▶ [Dataset rows]:
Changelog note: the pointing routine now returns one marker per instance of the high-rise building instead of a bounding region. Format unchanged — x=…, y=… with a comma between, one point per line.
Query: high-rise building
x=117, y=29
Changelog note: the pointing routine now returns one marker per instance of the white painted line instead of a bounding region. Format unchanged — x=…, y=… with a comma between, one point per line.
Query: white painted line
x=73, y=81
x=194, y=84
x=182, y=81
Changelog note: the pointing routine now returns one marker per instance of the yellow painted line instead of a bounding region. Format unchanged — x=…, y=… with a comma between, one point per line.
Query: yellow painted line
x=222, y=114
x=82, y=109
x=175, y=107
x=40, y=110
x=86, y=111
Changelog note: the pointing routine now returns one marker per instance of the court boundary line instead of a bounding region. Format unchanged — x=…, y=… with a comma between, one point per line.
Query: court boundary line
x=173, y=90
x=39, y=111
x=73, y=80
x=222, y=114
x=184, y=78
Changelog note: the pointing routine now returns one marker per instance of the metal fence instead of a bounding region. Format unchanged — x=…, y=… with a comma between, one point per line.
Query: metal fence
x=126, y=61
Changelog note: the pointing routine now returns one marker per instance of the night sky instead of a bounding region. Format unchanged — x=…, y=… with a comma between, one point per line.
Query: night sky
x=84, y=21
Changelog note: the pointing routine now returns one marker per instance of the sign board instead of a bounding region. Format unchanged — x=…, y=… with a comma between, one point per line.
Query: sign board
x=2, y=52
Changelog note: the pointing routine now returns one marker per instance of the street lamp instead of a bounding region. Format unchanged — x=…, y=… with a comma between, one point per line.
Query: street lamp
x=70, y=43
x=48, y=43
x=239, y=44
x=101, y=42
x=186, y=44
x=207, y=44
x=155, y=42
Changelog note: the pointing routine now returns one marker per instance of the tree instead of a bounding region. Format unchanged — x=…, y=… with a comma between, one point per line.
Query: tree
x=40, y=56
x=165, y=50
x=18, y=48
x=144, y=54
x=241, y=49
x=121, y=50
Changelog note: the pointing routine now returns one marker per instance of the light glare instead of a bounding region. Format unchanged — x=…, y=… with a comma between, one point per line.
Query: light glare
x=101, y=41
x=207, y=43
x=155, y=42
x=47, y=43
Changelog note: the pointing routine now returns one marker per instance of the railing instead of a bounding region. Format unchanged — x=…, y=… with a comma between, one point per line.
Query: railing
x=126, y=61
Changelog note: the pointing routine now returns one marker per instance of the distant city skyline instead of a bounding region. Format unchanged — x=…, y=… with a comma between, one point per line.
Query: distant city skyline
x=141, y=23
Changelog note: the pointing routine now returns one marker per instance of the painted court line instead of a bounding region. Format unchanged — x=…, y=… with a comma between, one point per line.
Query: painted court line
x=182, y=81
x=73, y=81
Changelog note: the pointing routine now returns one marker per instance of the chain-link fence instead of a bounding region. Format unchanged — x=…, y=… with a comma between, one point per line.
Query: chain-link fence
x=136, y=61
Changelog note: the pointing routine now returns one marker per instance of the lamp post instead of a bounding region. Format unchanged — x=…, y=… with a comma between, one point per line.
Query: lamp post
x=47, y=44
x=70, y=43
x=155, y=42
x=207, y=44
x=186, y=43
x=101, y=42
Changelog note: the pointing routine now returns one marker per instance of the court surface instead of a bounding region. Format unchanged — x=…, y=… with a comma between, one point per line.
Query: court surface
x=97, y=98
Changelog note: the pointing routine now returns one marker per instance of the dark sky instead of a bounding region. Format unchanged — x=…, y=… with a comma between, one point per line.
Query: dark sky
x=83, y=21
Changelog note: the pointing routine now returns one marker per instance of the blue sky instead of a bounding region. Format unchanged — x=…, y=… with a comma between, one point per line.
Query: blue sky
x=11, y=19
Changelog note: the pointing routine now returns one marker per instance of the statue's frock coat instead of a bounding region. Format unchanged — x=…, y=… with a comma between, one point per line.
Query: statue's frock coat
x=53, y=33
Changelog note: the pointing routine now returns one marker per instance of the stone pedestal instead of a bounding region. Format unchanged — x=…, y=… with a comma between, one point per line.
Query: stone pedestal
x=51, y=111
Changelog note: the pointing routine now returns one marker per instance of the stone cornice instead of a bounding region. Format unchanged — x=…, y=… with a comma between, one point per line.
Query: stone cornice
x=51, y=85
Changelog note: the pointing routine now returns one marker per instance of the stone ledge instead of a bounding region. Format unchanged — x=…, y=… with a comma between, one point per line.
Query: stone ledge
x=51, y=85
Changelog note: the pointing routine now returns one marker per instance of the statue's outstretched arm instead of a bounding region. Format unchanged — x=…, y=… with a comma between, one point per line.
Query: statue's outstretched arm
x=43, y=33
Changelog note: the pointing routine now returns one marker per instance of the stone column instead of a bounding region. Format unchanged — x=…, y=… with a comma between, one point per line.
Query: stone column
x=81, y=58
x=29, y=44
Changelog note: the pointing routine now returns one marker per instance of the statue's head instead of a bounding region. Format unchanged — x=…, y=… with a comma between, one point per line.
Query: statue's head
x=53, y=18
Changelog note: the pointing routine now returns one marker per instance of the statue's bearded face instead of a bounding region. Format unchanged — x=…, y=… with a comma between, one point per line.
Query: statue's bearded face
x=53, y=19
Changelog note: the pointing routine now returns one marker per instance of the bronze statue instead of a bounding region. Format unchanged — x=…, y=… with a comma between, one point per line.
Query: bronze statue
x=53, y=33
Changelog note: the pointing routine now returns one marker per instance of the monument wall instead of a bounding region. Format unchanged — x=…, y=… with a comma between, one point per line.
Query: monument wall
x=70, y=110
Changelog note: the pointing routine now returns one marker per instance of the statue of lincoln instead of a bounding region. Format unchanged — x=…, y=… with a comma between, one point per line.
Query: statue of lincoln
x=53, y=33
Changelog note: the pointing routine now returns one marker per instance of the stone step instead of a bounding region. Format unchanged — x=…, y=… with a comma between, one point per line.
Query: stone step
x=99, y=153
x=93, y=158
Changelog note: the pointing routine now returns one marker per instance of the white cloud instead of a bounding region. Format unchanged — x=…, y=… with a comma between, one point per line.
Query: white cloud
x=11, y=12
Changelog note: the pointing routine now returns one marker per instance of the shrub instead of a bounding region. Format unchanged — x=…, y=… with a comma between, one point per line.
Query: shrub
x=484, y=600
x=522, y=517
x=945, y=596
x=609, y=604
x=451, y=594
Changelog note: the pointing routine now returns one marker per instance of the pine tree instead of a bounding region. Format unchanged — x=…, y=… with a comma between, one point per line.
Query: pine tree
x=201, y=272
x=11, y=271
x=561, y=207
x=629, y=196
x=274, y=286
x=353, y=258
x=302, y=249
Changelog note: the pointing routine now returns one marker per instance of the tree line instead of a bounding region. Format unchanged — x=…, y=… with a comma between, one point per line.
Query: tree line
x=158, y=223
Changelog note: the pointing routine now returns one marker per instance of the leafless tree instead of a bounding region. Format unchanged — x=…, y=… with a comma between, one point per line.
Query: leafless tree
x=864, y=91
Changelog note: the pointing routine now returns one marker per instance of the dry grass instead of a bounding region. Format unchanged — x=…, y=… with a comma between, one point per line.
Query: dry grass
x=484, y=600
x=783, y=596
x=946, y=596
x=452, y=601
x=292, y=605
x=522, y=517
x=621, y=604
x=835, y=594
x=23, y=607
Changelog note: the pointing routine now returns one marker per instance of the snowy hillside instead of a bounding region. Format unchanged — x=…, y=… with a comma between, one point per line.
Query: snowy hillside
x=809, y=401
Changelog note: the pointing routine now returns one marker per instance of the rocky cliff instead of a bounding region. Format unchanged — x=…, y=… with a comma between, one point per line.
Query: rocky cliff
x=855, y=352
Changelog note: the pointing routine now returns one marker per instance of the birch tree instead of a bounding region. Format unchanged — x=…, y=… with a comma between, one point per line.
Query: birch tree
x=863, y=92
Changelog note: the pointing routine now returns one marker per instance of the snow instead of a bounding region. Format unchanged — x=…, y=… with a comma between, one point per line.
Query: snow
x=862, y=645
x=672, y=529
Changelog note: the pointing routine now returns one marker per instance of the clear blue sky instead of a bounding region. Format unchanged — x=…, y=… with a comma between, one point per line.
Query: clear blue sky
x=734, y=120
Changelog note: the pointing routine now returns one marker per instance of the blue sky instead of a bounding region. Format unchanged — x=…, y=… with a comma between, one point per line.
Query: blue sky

▶ [To be done]: Arrange every line of the items from the line containing "of the railing" to the line containing "x=51, y=111", both included, as a Markdown table with the columns Row and Line. Number the rows in order and omit any blank lines.

▶ [Response]:
| Row | Line |
|---|---|
| 1 | Changelog note: the pointing routine now returns one marker per instance of the railing instead of a bounding region. Format unchanged — x=…, y=… with a comma between, one point per line. |
| 2 | Query: railing |
| 3 | x=126, y=61 |
| 4 | Changelog note: the pointing routine now returns one marker per instance of the distant city skyline instead of a bounding region. Format unchanged — x=…, y=… with a comma between, one point per line. |
| 5 | Query: distant city skyline |
| 6 | x=141, y=23 |
| 7 | Changelog note: the pointing routine now returns one marker per instance of the painted court line instead of a bounding region. Format unchanged — x=…, y=… with a comma between, one point per line. |
| 8 | Query: painted court line |
| 9 | x=182, y=81 |
| 10 | x=73, y=81 |
| 11 | Changelog note: the pointing routine now returns one marker per instance of the chain-link fence instead of a bounding region. Format unchanged — x=…, y=… with a comma between, one point per line. |
| 12 | Query: chain-link fence |
| 13 | x=136, y=61 |
| 14 | Changelog note: the pointing routine now returns one marker per instance of the lamp post instead of a bounding region. Format unchanged — x=…, y=… with a comma between, one point per line. |
| 15 | Query: lamp post |
| 16 | x=47, y=44 |
| 17 | x=70, y=43 |
| 18 | x=155, y=42 |
| 19 | x=207, y=44 |
| 20 | x=186, y=43 |
| 21 | x=101, y=42 |
| 22 | Changelog note: the pointing routine now returns one marker per instance of the court surface instead of a bounding region. Format unchanged — x=…, y=… with a comma between, one point per line. |
| 23 | Query: court surface |
| 24 | x=97, y=98 |
| 25 | Changelog note: the pointing routine now returns one marker per instance of the dark sky instead of a bounding region. Format unchanged — x=…, y=… with a comma between, one point per line. |
| 26 | Query: dark sky |
| 27 | x=83, y=21 |
| 28 | Changelog note: the pointing routine now returns one marker per instance of the blue sky instead of a bounding region. Format unchanged — x=…, y=… with a comma between, one point per line. |
| 29 | Query: blue sky |
| 30 | x=11, y=19 |
| 31 | Changelog note: the pointing routine now returns one marker per instance of the statue's frock coat instead of a bounding region. Format unchanged — x=…, y=… with a comma between, one point per line. |
| 32 | Query: statue's frock coat |
| 33 | x=53, y=33 |
| 34 | Changelog note: the pointing routine now returns one marker per instance of the stone pedestal instead of a bounding region. Format unchanged — x=…, y=… with a comma between, one point per line. |
| 35 | Query: stone pedestal |
| 36 | x=51, y=111 |